*Document passage*
We do all that we are able, whether much or little. And we do it cheerfully. Then we stand still. That sounds very serene. Faith-filled. The result is that we see the hand of God doing the work that He is uniquely able to do. He will guide us, teach us, and, most important of all, cleanse and perfect us.
What must we do to qualify for His goodness? Paul’s surprising message is that we must need it. (Oh, how I need it!) “Let us therefore come boldly unto the throne of grace, that we may obtain mercy, and find grace to help in time of need” (Hebrews 4:16).
Need. I have more than my share of need. And he, having made an infinite and eternal sacrifice, has more than His share of grace, mercy—redemption. How is our requisite need expressed? How do we draw His power into our lives? In humility. Jesus’ remarkable definition of righteousness still surprises us: “I tell you, this man [the penitent sinner] went down to his house justified [rather] than the other: for every one that exalteth himself shall be abased; and he that humbleth himself shall be exalted” (Luke 18:14).
Just as the process of repentance is different from what I expected, so also is the outcome. When I was younger I hoped to one day be capable and confident. But there is something better than self-sufficiency and self-confidence. “. . . then shall thy confidence wax strong in the presence of God” (D&C 121:45).
Divine confidence is infinitely better than self-confidence. Self-confidence is always flawed and fretful because it depends on a fallible source. Divine confidence provides the serenity to face trials, death, joy, repentance, disappointment, and, ultimately, admission to His presence.

*Dataset excerpts*

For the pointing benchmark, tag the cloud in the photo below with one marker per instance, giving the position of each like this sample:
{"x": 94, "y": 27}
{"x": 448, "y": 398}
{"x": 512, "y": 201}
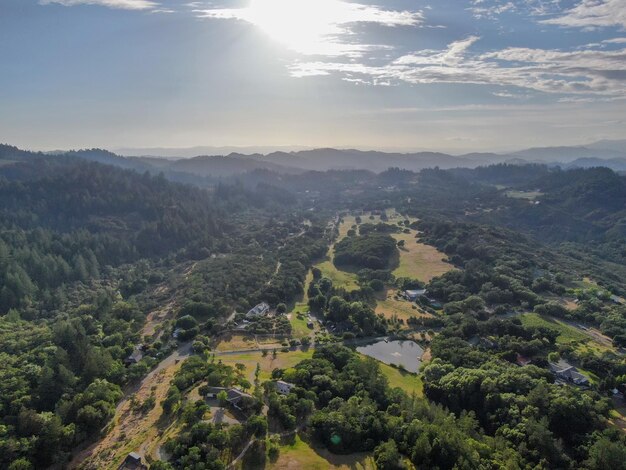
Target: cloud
{"x": 480, "y": 9}
{"x": 119, "y": 4}
{"x": 591, "y": 14}
{"x": 316, "y": 27}
{"x": 598, "y": 74}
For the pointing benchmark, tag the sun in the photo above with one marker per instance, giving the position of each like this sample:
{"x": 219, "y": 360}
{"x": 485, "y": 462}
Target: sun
{"x": 305, "y": 26}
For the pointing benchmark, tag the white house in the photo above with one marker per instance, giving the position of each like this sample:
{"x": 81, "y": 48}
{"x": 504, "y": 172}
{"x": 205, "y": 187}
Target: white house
{"x": 284, "y": 388}
{"x": 413, "y": 294}
{"x": 258, "y": 310}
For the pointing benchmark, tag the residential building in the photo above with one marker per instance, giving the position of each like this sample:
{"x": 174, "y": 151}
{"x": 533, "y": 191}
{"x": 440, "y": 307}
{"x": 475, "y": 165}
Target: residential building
{"x": 258, "y": 310}
{"x": 284, "y": 388}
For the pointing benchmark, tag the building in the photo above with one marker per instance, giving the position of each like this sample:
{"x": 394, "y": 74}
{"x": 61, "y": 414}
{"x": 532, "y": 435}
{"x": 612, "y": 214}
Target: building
{"x": 234, "y": 396}
{"x": 213, "y": 391}
{"x": 134, "y": 358}
{"x": 565, "y": 371}
{"x": 284, "y": 388}
{"x": 412, "y": 295}
{"x": 522, "y": 360}
{"x": 133, "y": 461}
{"x": 258, "y": 310}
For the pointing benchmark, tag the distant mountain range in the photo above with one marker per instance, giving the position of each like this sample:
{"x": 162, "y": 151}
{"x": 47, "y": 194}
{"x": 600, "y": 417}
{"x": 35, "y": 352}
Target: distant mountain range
{"x": 611, "y": 154}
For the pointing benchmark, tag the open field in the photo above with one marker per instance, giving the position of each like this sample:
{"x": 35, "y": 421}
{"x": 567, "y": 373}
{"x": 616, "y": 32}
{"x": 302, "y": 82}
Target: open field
{"x": 234, "y": 342}
{"x": 408, "y": 382}
{"x": 530, "y": 195}
{"x": 133, "y": 429}
{"x": 299, "y": 323}
{"x": 298, "y": 455}
{"x": 268, "y": 363}
{"x": 401, "y": 309}
{"x": 419, "y": 261}
{"x": 343, "y": 279}
{"x": 567, "y": 334}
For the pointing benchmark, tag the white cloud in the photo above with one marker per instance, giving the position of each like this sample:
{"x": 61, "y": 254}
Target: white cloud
{"x": 120, "y": 4}
{"x": 316, "y": 27}
{"x": 590, "y": 14}
{"x": 598, "y": 74}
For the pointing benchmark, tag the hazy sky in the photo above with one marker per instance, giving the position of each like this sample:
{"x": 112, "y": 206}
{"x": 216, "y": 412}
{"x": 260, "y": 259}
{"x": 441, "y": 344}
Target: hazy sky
{"x": 450, "y": 75}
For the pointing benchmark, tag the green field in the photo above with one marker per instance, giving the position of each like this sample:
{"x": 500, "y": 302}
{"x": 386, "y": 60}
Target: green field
{"x": 530, "y": 195}
{"x": 567, "y": 334}
{"x": 283, "y": 360}
{"x": 408, "y": 382}
{"x": 343, "y": 279}
{"x": 300, "y": 455}
{"x": 419, "y": 261}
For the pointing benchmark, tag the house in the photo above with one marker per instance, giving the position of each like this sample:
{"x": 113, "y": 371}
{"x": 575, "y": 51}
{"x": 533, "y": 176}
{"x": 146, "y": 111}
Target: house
{"x": 284, "y": 388}
{"x": 412, "y": 295}
{"x": 234, "y": 396}
{"x": 213, "y": 391}
{"x": 133, "y": 461}
{"x": 522, "y": 360}
{"x": 134, "y": 358}
{"x": 568, "y": 373}
{"x": 258, "y": 310}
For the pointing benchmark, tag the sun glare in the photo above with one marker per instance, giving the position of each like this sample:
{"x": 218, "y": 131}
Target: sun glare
{"x": 305, "y": 26}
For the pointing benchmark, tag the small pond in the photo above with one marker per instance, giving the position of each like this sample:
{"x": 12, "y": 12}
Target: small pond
{"x": 406, "y": 353}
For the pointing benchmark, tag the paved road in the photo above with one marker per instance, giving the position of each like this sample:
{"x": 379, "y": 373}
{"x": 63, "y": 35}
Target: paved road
{"x": 348, "y": 342}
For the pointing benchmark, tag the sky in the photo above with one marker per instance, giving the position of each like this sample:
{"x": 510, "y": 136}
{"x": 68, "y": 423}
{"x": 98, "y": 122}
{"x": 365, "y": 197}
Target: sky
{"x": 447, "y": 75}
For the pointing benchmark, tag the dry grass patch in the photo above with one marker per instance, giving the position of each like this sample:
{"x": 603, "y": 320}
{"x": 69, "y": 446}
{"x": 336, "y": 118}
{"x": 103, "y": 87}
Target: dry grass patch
{"x": 300, "y": 455}
{"x": 419, "y": 261}
{"x": 268, "y": 363}
{"x": 401, "y": 309}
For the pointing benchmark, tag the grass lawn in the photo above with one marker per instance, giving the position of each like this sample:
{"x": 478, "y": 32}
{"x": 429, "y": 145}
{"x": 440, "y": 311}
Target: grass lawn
{"x": 283, "y": 360}
{"x": 343, "y": 279}
{"x": 300, "y": 455}
{"x": 567, "y": 334}
{"x": 405, "y": 380}
{"x": 419, "y": 261}
{"x": 234, "y": 342}
{"x": 299, "y": 323}
{"x": 401, "y": 309}
{"x": 530, "y": 195}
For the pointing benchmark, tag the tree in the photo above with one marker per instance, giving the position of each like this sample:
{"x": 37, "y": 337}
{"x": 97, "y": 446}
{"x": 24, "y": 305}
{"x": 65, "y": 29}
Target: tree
{"x": 387, "y": 456}
{"x": 222, "y": 397}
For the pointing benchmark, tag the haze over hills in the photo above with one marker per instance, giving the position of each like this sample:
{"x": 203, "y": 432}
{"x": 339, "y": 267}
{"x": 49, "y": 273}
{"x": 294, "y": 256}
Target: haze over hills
{"x": 175, "y": 162}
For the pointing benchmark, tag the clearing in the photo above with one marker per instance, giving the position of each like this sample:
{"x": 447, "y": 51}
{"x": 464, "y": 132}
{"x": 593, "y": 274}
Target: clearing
{"x": 282, "y": 360}
{"x": 419, "y": 261}
{"x": 590, "y": 339}
{"x": 298, "y": 455}
{"x": 401, "y": 309}
{"x": 410, "y": 383}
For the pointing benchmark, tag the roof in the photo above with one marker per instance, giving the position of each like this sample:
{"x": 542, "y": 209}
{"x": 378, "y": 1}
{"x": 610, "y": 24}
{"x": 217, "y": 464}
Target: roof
{"x": 136, "y": 355}
{"x": 415, "y": 292}
{"x": 560, "y": 365}
{"x": 234, "y": 395}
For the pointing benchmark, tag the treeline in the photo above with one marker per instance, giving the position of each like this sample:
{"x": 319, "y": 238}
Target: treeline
{"x": 371, "y": 250}
{"x": 353, "y": 409}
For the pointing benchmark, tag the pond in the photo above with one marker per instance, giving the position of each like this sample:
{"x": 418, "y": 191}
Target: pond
{"x": 406, "y": 353}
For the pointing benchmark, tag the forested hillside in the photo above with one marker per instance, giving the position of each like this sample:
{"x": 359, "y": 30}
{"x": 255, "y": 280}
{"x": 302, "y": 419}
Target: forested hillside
{"x": 100, "y": 264}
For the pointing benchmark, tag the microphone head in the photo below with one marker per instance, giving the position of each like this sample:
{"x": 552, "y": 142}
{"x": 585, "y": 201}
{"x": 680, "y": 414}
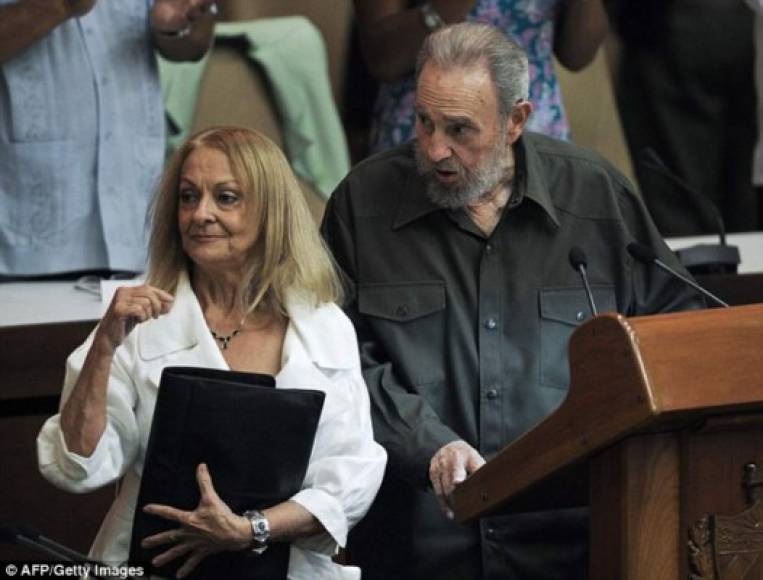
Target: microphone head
{"x": 642, "y": 253}
{"x": 577, "y": 258}
{"x": 10, "y": 533}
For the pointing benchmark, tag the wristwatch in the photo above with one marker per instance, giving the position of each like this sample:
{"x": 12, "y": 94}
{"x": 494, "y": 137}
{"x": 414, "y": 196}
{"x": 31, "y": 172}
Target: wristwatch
{"x": 432, "y": 20}
{"x": 260, "y": 530}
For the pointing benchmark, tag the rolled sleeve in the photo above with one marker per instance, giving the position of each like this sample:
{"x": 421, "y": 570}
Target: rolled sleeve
{"x": 115, "y": 450}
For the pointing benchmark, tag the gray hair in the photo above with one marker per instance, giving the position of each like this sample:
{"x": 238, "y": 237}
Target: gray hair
{"x": 467, "y": 44}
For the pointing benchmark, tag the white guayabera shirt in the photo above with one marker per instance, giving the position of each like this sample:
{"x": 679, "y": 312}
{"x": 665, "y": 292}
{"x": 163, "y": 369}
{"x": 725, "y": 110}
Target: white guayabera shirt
{"x": 757, "y": 160}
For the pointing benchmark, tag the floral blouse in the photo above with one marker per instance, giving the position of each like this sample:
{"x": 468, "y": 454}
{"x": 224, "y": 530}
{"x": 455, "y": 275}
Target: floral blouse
{"x": 531, "y": 24}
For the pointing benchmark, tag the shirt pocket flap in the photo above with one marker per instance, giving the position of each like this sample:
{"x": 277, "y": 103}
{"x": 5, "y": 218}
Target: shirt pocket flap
{"x": 401, "y": 302}
{"x": 570, "y": 305}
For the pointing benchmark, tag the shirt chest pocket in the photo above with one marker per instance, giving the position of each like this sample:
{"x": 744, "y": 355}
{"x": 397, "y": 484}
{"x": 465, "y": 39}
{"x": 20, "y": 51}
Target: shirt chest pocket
{"x": 562, "y": 310}
{"x": 408, "y": 320}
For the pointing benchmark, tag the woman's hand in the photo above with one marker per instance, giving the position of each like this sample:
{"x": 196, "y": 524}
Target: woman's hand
{"x": 77, "y": 8}
{"x": 211, "y": 528}
{"x": 130, "y": 305}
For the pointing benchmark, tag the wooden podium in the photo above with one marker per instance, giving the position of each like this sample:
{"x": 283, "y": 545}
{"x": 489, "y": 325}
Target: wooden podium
{"x": 662, "y": 435}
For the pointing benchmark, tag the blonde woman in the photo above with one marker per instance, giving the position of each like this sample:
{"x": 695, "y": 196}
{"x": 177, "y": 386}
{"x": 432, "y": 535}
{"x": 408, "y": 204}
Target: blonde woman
{"x": 238, "y": 279}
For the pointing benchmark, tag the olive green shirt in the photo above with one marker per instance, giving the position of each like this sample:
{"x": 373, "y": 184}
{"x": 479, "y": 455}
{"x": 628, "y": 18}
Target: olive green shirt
{"x": 463, "y": 335}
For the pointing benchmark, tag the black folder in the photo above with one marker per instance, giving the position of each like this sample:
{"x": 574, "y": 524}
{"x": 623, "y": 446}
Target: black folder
{"x": 256, "y": 441}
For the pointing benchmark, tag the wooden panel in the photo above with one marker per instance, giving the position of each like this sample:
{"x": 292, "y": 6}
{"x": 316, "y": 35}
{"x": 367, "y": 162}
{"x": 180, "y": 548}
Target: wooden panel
{"x": 334, "y": 23}
{"x": 32, "y": 358}
{"x": 713, "y": 457}
{"x": 645, "y": 373}
{"x": 635, "y": 510}
{"x": 27, "y": 498}
{"x": 705, "y": 359}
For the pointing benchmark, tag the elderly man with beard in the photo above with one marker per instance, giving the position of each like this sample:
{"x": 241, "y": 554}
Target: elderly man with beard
{"x": 455, "y": 253}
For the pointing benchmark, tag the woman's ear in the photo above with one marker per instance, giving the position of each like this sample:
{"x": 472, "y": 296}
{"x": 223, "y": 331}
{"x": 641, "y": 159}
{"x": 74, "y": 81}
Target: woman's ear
{"x": 518, "y": 117}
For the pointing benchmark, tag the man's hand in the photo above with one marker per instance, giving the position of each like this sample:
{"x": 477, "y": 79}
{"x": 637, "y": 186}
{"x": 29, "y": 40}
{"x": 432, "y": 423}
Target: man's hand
{"x": 449, "y": 467}
{"x": 171, "y": 16}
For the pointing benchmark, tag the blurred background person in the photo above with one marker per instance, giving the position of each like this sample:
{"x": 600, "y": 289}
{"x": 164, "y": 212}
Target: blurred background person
{"x": 239, "y": 279}
{"x": 685, "y": 89}
{"x": 392, "y": 32}
{"x": 82, "y": 127}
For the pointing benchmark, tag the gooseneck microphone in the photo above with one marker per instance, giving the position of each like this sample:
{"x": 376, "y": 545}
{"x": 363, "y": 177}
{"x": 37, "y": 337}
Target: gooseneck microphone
{"x": 579, "y": 262}
{"x": 646, "y": 255}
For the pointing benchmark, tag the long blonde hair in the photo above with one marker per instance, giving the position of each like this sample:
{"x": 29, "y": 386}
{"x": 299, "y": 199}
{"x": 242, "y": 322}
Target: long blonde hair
{"x": 289, "y": 254}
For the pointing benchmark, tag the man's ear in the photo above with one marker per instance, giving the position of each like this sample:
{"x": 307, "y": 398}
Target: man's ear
{"x": 515, "y": 124}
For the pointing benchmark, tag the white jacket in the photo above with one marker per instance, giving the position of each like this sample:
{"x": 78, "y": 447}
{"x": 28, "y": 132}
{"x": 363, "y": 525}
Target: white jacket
{"x": 319, "y": 351}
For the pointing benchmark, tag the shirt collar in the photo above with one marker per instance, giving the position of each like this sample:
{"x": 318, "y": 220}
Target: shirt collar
{"x": 530, "y": 182}
{"x": 306, "y": 334}
{"x": 531, "y": 179}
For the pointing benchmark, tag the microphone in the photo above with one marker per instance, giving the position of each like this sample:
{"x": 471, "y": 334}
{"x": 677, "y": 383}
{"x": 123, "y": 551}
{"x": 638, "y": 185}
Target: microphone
{"x": 579, "y": 262}
{"x": 646, "y": 255}
{"x": 31, "y": 538}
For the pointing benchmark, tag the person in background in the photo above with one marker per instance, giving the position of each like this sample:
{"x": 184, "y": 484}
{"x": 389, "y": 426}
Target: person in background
{"x": 455, "y": 249}
{"x": 82, "y": 127}
{"x": 392, "y": 32}
{"x": 685, "y": 89}
{"x": 239, "y": 279}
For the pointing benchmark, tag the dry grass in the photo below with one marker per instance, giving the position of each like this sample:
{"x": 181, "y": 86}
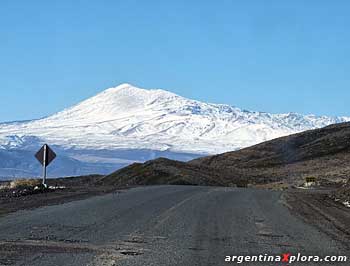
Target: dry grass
{"x": 24, "y": 183}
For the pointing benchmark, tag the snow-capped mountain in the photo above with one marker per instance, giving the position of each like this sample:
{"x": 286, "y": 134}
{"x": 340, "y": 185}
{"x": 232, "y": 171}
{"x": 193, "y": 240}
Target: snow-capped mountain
{"x": 126, "y": 123}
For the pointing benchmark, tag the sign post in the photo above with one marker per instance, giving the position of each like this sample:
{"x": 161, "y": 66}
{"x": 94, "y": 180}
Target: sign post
{"x": 45, "y": 156}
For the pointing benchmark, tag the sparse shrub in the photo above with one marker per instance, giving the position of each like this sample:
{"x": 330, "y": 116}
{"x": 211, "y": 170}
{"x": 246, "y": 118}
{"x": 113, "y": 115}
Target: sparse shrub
{"x": 24, "y": 183}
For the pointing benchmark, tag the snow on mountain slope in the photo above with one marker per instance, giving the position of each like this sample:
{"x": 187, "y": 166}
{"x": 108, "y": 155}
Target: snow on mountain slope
{"x": 126, "y": 117}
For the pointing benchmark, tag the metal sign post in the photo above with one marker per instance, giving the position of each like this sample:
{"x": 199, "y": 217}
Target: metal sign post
{"x": 45, "y": 156}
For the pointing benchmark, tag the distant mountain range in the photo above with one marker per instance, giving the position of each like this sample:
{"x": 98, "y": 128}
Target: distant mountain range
{"x": 125, "y": 124}
{"x": 320, "y": 153}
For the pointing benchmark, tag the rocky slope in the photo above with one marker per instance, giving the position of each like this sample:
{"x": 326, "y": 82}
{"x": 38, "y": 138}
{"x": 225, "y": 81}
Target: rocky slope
{"x": 321, "y": 153}
{"x": 127, "y": 124}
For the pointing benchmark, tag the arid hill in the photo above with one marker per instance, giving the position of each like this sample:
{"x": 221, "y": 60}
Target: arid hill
{"x": 321, "y": 153}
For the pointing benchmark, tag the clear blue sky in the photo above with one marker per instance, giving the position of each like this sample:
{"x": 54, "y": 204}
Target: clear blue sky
{"x": 274, "y": 56}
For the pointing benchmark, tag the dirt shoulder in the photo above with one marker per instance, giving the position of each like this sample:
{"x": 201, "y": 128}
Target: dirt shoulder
{"x": 318, "y": 208}
{"x": 70, "y": 189}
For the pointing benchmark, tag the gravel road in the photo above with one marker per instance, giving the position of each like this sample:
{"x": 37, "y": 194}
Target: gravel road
{"x": 160, "y": 225}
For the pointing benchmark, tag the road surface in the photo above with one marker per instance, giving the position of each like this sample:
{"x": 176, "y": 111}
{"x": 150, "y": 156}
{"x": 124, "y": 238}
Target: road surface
{"x": 160, "y": 225}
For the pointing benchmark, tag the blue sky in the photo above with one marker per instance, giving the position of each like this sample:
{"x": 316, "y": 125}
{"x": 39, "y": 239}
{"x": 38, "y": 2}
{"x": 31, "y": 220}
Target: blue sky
{"x": 274, "y": 56}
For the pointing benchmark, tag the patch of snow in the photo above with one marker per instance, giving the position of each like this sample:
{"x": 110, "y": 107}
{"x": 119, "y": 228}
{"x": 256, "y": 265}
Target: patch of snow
{"x": 131, "y": 118}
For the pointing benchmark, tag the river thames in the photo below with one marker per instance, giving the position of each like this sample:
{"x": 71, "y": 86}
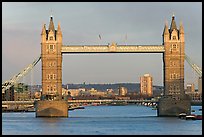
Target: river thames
{"x": 101, "y": 120}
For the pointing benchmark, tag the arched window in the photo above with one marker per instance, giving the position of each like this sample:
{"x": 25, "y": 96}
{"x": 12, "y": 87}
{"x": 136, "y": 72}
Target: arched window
{"x": 51, "y": 37}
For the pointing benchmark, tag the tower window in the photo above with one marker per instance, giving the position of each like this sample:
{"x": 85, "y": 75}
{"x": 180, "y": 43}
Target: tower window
{"x": 51, "y": 37}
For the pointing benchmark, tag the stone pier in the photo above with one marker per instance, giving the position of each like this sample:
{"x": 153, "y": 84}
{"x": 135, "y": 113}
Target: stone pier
{"x": 51, "y": 108}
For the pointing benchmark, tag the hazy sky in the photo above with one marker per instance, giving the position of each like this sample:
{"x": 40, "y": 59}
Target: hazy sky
{"x": 82, "y": 22}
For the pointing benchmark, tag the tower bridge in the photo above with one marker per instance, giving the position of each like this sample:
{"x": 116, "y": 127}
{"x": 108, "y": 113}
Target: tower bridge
{"x": 173, "y": 102}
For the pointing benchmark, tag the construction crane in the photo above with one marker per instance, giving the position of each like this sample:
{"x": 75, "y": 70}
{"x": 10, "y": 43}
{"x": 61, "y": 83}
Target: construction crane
{"x": 9, "y": 83}
{"x": 194, "y": 66}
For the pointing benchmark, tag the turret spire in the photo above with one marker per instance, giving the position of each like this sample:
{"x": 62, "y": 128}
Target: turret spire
{"x": 181, "y": 30}
{"x": 166, "y": 30}
{"x": 51, "y": 25}
{"x": 173, "y": 24}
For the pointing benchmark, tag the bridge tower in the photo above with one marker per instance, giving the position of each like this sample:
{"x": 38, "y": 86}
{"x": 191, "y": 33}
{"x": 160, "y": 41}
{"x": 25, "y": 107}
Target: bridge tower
{"x": 174, "y": 101}
{"x": 51, "y": 103}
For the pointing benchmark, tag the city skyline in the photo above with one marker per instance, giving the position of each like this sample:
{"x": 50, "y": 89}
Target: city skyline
{"x": 98, "y": 23}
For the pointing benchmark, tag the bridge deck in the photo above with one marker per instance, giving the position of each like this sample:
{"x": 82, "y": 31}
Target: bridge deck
{"x": 113, "y": 48}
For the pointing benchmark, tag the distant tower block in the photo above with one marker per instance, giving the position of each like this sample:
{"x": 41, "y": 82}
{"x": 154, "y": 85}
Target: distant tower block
{"x": 146, "y": 85}
{"x": 51, "y": 103}
{"x": 174, "y": 101}
{"x": 200, "y": 85}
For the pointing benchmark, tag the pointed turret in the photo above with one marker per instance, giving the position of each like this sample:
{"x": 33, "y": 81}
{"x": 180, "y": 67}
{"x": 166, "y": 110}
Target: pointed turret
{"x": 43, "y": 34}
{"x": 43, "y": 29}
{"x": 59, "y": 29}
{"x": 59, "y": 34}
{"x": 166, "y": 33}
{"x": 181, "y": 30}
{"x": 173, "y": 24}
{"x": 166, "y": 30}
{"x": 51, "y": 25}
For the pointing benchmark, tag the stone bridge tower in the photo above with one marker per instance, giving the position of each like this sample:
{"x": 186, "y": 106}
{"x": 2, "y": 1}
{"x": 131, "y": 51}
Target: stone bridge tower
{"x": 175, "y": 100}
{"x": 51, "y": 43}
{"x": 51, "y": 103}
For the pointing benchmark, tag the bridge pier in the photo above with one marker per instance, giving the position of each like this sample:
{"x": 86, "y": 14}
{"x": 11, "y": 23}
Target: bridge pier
{"x": 172, "y": 106}
{"x": 51, "y": 108}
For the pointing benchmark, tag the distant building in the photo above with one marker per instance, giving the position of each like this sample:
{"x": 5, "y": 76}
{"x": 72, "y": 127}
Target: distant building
{"x": 146, "y": 87}
{"x": 200, "y": 85}
{"x": 122, "y": 91}
{"x": 190, "y": 88}
{"x": 8, "y": 95}
{"x": 74, "y": 92}
{"x": 22, "y": 96}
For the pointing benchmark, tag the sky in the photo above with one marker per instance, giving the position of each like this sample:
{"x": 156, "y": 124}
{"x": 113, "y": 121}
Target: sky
{"x": 82, "y": 23}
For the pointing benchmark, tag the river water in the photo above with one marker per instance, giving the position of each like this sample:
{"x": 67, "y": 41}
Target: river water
{"x": 101, "y": 120}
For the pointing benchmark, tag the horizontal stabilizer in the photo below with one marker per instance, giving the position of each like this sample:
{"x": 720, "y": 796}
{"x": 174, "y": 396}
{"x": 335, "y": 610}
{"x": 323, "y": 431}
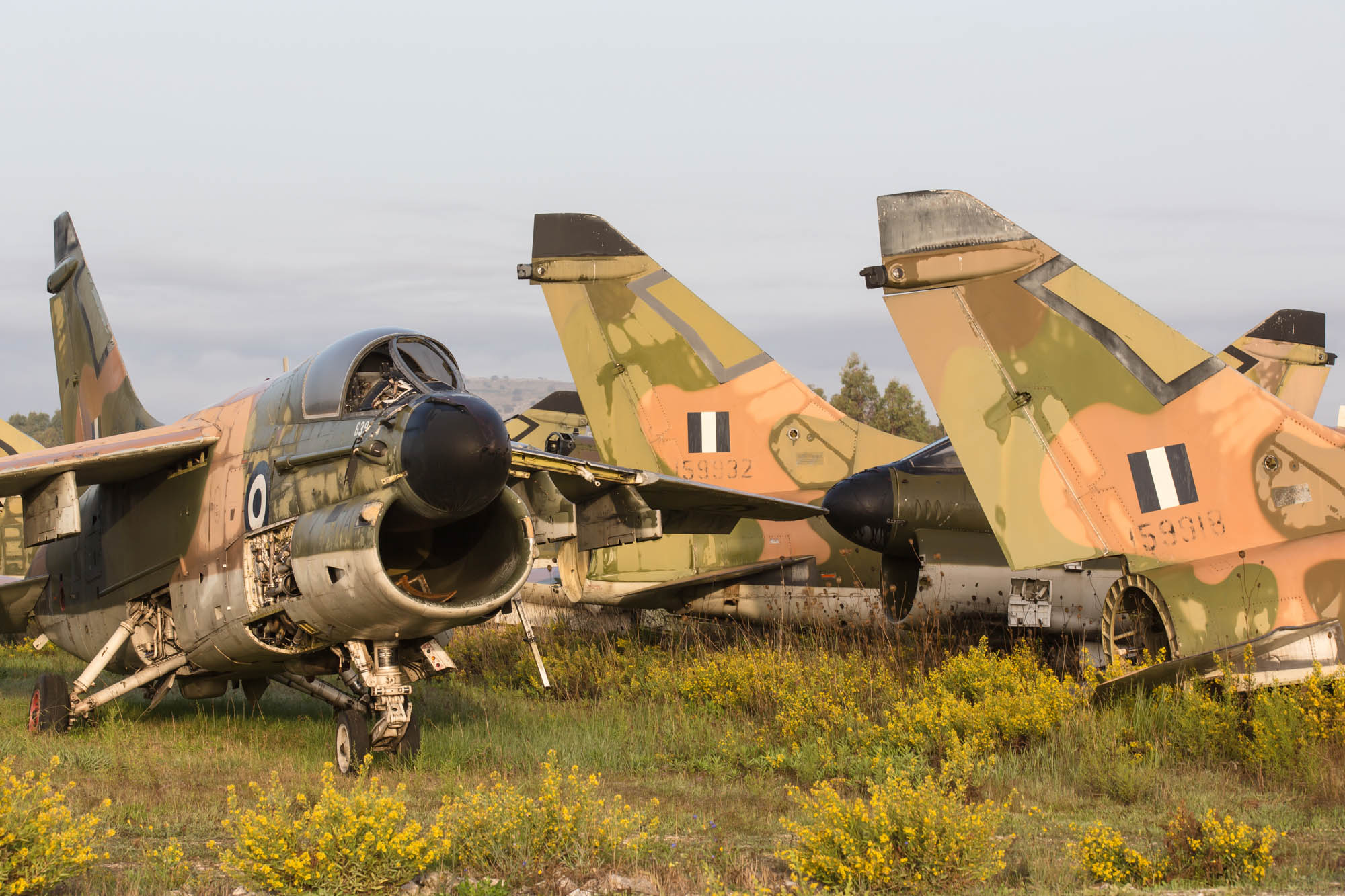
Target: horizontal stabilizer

*Problem details*
Copy out the passage about repentance and divine confidence word for word, in full. Rely only on the passage about repentance and divine confidence.

*Exercise answer*
We do all that we are able, whether much or little. And we do it cheerfully. Then we stand still. That sounds very serene. Faith-filled. The result is that we see the hand of God doing the work that He is uniquely able to do. He will guide us, teach us, and, most important of all, cleanse and perfect us.
What must we do to qualify for His goodness? Paul’s surprising message is that we must need it. (Oh, how I need it!) “Let us therefore come boldly unto the throne of grace, that we may obtain mercy, and find grace to help in time of need” (Hebrews 4:16).
Need. I have more than my share of need. And he, having made an infinite and eternal sacrifice, has more than His share of grace, mercy—redemption. How is our requisite need expressed? How do we draw His power into our lives? In humility. Jesus’ remarkable definition of righteousness still surprises us: “I tell you, this man [the penitent sinner] went down to his house justified [rather] than the other: for every one that exalteth himself shall be abased; and he that humbleth himself shall be exalted” (Luke 18:14).
Just as the process of repentance is different from what I expected, so also is the outcome. When I was younger I hoped to one day be capable and confident. But there is something better than self-sufficiency and self-confidence. “. . . then shall thy confidence wax strong in the presence of God” (D&C 121:45).
Divine confidence is infinitely better than self-confidence. Self-confidence is always flawed and fretful because it depends on a fallible source. Divine confidence provides the serenity to face trials, death, joy, repentance, disappointment, and, ultimately, admission to His presence.